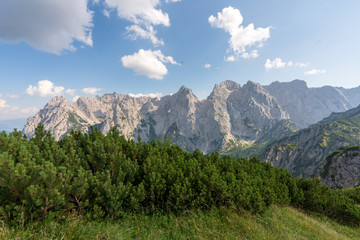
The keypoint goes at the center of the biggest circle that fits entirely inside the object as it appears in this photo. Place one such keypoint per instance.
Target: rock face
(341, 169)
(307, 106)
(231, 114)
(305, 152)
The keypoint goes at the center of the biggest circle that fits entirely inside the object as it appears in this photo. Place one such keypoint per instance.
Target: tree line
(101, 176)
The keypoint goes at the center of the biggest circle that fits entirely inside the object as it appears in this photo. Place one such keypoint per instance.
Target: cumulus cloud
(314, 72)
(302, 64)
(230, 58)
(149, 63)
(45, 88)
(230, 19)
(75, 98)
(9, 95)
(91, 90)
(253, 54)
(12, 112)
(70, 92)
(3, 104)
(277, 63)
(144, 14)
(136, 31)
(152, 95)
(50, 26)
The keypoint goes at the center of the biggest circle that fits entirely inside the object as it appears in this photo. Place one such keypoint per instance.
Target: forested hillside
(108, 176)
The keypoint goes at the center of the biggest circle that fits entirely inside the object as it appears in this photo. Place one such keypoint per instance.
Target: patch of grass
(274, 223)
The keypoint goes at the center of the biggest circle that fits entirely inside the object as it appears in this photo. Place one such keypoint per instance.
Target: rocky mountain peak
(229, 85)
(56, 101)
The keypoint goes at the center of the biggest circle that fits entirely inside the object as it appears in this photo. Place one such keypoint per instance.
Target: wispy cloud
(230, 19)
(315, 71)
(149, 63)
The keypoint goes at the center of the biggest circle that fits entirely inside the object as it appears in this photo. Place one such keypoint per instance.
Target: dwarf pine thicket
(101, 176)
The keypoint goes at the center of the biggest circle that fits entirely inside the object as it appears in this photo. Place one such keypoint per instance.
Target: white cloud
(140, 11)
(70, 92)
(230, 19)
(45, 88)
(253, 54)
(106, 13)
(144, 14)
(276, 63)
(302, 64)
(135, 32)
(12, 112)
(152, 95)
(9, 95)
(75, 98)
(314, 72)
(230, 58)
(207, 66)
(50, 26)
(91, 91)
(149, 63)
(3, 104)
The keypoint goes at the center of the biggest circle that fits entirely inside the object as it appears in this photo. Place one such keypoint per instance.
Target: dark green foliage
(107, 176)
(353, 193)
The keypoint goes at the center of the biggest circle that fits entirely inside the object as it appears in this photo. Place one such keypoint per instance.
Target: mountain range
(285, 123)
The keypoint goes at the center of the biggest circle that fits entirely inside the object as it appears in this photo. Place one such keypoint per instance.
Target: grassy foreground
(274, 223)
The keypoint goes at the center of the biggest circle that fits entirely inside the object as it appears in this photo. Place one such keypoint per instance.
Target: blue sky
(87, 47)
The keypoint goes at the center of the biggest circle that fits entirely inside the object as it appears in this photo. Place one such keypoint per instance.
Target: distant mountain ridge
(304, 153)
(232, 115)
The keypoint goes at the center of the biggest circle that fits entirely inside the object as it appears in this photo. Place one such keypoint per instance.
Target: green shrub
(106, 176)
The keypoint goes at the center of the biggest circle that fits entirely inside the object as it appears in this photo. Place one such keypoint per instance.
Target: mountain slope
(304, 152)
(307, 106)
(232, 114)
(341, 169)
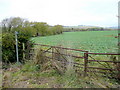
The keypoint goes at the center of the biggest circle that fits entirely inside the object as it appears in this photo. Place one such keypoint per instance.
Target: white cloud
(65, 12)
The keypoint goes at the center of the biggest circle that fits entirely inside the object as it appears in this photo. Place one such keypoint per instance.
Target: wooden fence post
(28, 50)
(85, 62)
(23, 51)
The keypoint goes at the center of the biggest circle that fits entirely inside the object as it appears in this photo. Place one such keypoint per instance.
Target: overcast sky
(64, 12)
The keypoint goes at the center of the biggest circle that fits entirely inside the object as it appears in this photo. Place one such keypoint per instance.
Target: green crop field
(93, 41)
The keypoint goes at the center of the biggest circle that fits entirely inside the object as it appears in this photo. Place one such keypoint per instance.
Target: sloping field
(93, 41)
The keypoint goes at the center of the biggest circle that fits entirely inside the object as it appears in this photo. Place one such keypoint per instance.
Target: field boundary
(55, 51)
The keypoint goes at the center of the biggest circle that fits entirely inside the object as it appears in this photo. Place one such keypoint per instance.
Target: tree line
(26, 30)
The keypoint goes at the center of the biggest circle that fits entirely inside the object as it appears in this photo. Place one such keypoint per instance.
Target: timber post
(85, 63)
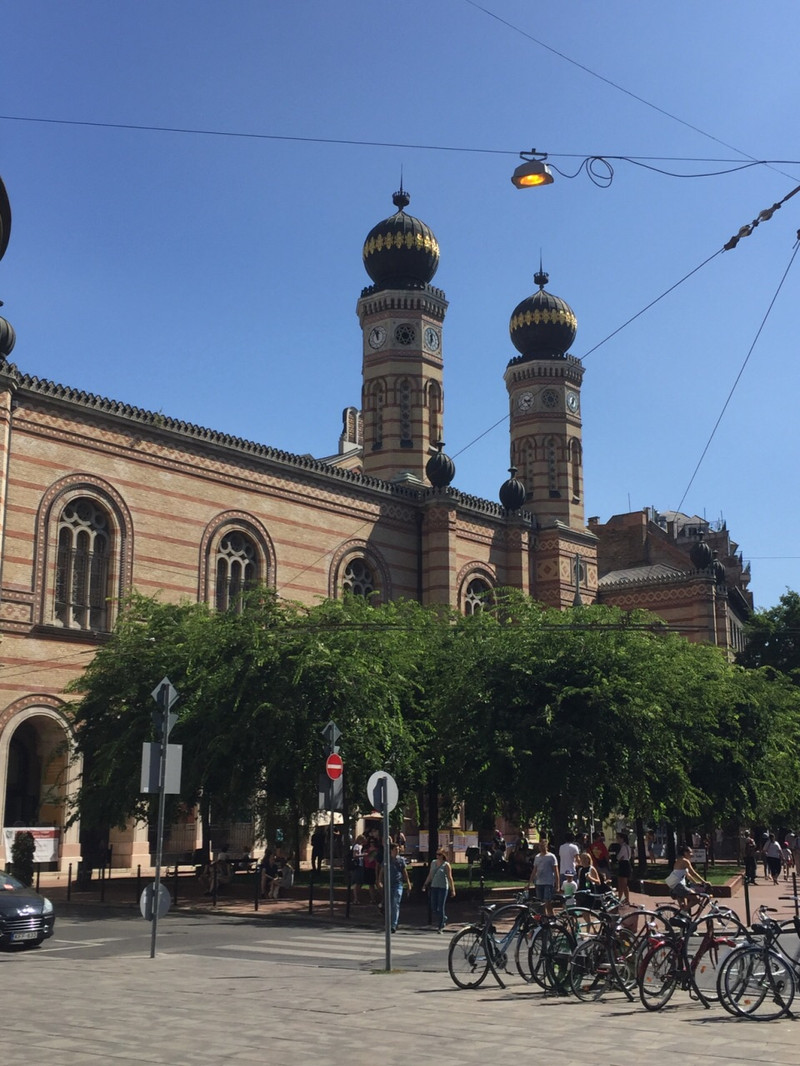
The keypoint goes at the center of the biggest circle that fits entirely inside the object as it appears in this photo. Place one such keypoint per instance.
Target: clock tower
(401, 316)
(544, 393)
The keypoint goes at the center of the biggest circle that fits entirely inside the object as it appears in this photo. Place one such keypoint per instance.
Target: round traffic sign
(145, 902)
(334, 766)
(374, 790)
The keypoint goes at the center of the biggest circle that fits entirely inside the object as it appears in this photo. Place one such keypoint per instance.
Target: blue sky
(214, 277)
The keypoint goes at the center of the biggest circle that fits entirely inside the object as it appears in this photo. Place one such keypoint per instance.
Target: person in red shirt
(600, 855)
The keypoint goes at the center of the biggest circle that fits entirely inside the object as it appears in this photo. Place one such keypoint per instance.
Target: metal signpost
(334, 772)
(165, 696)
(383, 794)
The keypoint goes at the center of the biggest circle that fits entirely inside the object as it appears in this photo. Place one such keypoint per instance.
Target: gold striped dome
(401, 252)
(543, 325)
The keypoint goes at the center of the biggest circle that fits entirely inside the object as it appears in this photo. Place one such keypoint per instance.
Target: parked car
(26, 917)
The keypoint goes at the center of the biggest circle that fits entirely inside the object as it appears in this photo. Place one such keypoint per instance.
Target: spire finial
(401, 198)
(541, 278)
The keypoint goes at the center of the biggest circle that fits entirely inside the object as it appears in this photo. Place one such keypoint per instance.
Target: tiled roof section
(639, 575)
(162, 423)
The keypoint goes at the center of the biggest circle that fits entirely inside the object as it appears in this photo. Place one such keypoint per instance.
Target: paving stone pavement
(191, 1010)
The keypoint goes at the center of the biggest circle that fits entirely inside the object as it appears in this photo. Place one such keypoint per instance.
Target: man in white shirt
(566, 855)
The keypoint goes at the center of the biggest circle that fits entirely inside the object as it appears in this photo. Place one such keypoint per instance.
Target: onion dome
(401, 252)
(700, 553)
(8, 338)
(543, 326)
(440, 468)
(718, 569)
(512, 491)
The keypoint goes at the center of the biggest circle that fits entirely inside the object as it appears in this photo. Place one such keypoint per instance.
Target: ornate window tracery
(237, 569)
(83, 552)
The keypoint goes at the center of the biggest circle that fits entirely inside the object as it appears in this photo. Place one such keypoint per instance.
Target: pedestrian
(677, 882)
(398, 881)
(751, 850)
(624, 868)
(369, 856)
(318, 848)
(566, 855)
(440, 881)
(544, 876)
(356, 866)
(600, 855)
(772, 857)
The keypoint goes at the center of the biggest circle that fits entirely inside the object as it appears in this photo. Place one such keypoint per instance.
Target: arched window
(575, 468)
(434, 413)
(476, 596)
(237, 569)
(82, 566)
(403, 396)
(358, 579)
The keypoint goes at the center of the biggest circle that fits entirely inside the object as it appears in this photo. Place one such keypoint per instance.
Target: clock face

━━━━━━━━━━

Exercise details »
Leave the images out and transcribe the remaining data above word for word.

Your response »
The keypoint goes at the center of the biggest circle that fits entirely inside the object as it appears in this photo. Place one such keypoint per instance.
Target: rock face
(341, 169)
(307, 106)
(231, 114)
(305, 152)
The keypoint goes at the center of the biggest circle that fits entirely inside the object as it appears in this photo. Place one such keypoint per instance.
Target: tree line
(101, 176)
The keypoint goes at the center of the biggest circle that fits entirely inside the object as it appears in this photo. Place one such keypoint per instance.
Target: cumulus cloud
(314, 72)
(302, 64)
(230, 58)
(149, 63)
(45, 88)
(230, 19)
(75, 98)
(9, 95)
(91, 90)
(253, 54)
(12, 112)
(70, 92)
(3, 104)
(277, 63)
(144, 14)
(136, 31)
(152, 95)
(50, 26)
The keypoint goes at the center of the biggest circle that fits entirely inside the object as it appears in this photo. Place one such keypoint per instance.
Target: forested hillside
(108, 176)
The keypoint goes at the center of the biggest circle that fits entirely inside the object as it appears in this photo. Place one such keypoint per instance.
Target: patch of grass
(274, 223)
The keypoint goes at the center of the biggest circle that fits entirely inside the object as it appears in this photo. Place one such keypoint per instance.
Target: rocky mountain peak
(229, 85)
(56, 101)
The keypoint goes at the center of the biggest circle that fits entirely inside the object as it appears in this photo. Place one such keypoint per instance.
Target: wispy cloud
(230, 19)
(315, 71)
(149, 63)
The keypoint goes at the center of the biggest circle that fits entirely inside the object as it appears in this photo. Place one such keypoint per instance.
Target: dwarf pine thicket
(101, 176)
The keypoint goes at the center of the biggest circle that fits entirely inside the object as it appears in this photo. Place one such keypoint per instance.
Target: white cloud
(140, 11)
(70, 92)
(230, 19)
(45, 88)
(253, 54)
(106, 13)
(144, 14)
(276, 63)
(302, 64)
(135, 32)
(12, 112)
(152, 95)
(9, 95)
(75, 98)
(314, 72)
(230, 58)
(207, 66)
(50, 26)
(91, 91)
(149, 63)
(3, 104)
The keypoint goes at the center of the biggest circle that fits entirely inside the object as it appears in this photo. Place one such keypoint per instance.
Target: dark green foliage
(107, 176)
(353, 193)
The keypoint goes at the center of the biggest circle that fits entirely inside the object as it appears in this photo. Place one such keypoint per instance.
Target: mountain range
(285, 123)
The keypoint goes at the center of the biggest circle that fits entirely inside the object as it appears in this photo. Place one such keypoint per instance.
Target: grassy foreground
(274, 223)
The keypoint goes at the center of the biggest circle that fits entirely inside the object as it appears in this photo. Place one such keypoint per instance.
Target: blue sky
(87, 47)
The keypoint goes at the center of the biggest circle that fits entirely inside the object as it appears in this photo. Place one such keypoint per instance.
Target: distant mountain ridge
(304, 153)
(232, 115)
The keypoint goes at the center of the biggest circle that fits entirely inside the object as it appears in this photo. Place one such keypoint per instance.
Target: green shrub
(106, 176)
The keypoint goes at the center of the biggest circle that fits entirely inside the object as it appears in this photo. Place one such keypoint per instance.
Target: mountain slope
(304, 152)
(307, 106)
(232, 114)
(341, 169)
The keypoint goes at the center of the biggest circle that fits entirely inside the object as it appears in this photo. Place one such keypoint per instance.
Target: white cloud
(65, 12)
The keypoint goes at the center of the biggest circle that fits entirely inside the object as it appears in this photo. Place one such keypoint per instance.
Target: wooden fence post
(28, 50)
(85, 62)
(23, 51)
The keypoint goes at the center of the biggest circle that fits entirely inside the object as it appears in this photo. Place one such keypoint per instance.
Target: overcast sky
(64, 12)
The keypoint goes at the center of the biggest circle that fits entirely inside the object as it appears in this photo. Place one such keypoint per instance.
Target: green crop field
(93, 41)
The keypoint goes at the center of the biggest circle that fits entirely inside the object as it appears in this photo. Place one such keypoint per instance.
Target: sloping field
(93, 41)
The keypoint goes at the center of the biggest circle that fits entirely inside the object as it appears in this photo. Place one such keypoint per instance.
Target: field boundary
(55, 51)
The keypoint goes at the center of the biggest circle that fits entirely inside the object as it appears in this photo. Place one such keypoint per instance.
Target: tree line
(26, 30)
The keypoint goes at the center of the biggest circle that fits entirely inside the object as it appears in this photo. Place one such keypoint per instance.
Target: timber post
(85, 63)
The keypoint goes at the center of the biggest circle that fits entirely inside the object as it appears in this photo. Place one such keypoint per instance.
Target: clock tower
(401, 316)
(544, 393)
The keypoint goes at the center of the biggest circle that fits entirely inside the object as it appears in this photo. Place one such keypoint per instance.
Target: round traffic sign
(145, 902)
(334, 766)
(374, 790)
The keypoint goes at the center of the biggest circle that fits entirely inside the object as it appears in this photo. Place one such keypoint per instance.
Target: blue sky
(214, 277)
The keypoint goes at the center of the biggest circle that fits entirely inside the object as it appears in this photo. Place one such keypoint per instance.
Target: person in red shirt
(600, 855)
The keypoint goes at the center of the biggest circle that fits entirely inside the object as it appears in this photo. Place one such keypoint per instance.
Target: metal signpost
(334, 772)
(165, 696)
(383, 794)
The keypoint goes at the center of the biggest circle that fits entirely inside the object as it appears in this photo. Place one such keypoint per instance.
Target: gold striped dome
(401, 252)
(543, 325)
The keypoint goes at the center of the biggest circle that fits entirely inside the object as it appears in this photo. Place one such keypoint per instance.
Target: parked car
(26, 917)
The keypoint goes at the center of the biggest circle that fits entirely inside the object as it appears in this photo. Place one such keypoint per instance.
Target: spire finial
(401, 198)
(541, 278)
The keypoint goes at the center of the biggest circle that fits entirely inside the object as it appears in this photo. Place one such keypoint per instance.
Target: tiled roof section
(639, 575)
(162, 423)
The keypoint goes at the center of the biggest circle that fits entirely inside the object as it appears in this photo. Place one such keypoint per instance.
Target: paving stone pavement
(191, 1010)
The keypoint goes at the center of the biggest circle that fits entirely inside the object as it appears in this photo. Place one such keypoint per instance.
Target: man in white shirt
(566, 855)
The keypoint goes at the center of the biggest circle that fits entirely inside the object as it appears in this photo. Place one such keypoint per instance.
Target: onion dome
(401, 252)
(700, 553)
(8, 338)
(543, 326)
(440, 468)
(718, 569)
(512, 491)
The keypoint goes at the center of the biggest circle that fits entirely inside the object as it appears in this photo. Place one such keypoint per instance.
Target: ornate window tracery
(237, 569)
(83, 552)
The keypoint goes at the center of the biggest circle that fits entirely inside the object as it appears in this photo. Place one such keypoint per instance.
Target: pedestrian
(677, 882)
(398, 881)
(751, 850)
(624, 868)
(369, 856)
(318, 848)
(566, 855)
(440, 881)
(544, 876)
(356, 866)
(600, 855)
(772, 857)
The keypoint goes at the center of the biggest circle that fits entirely inside the object as it appears in this photo. Place one such keypoint per instance.
Target: arched window
(575, 468)
(434, 413)
(476, 596)
(237, 569)
(82, 566)
(403, 396)
(358, 579)
The keypoint goes at the center of the biggest circle that fits entirely inside the object as it appears in this photo. Place one such keypoint per instance.
Target: clock face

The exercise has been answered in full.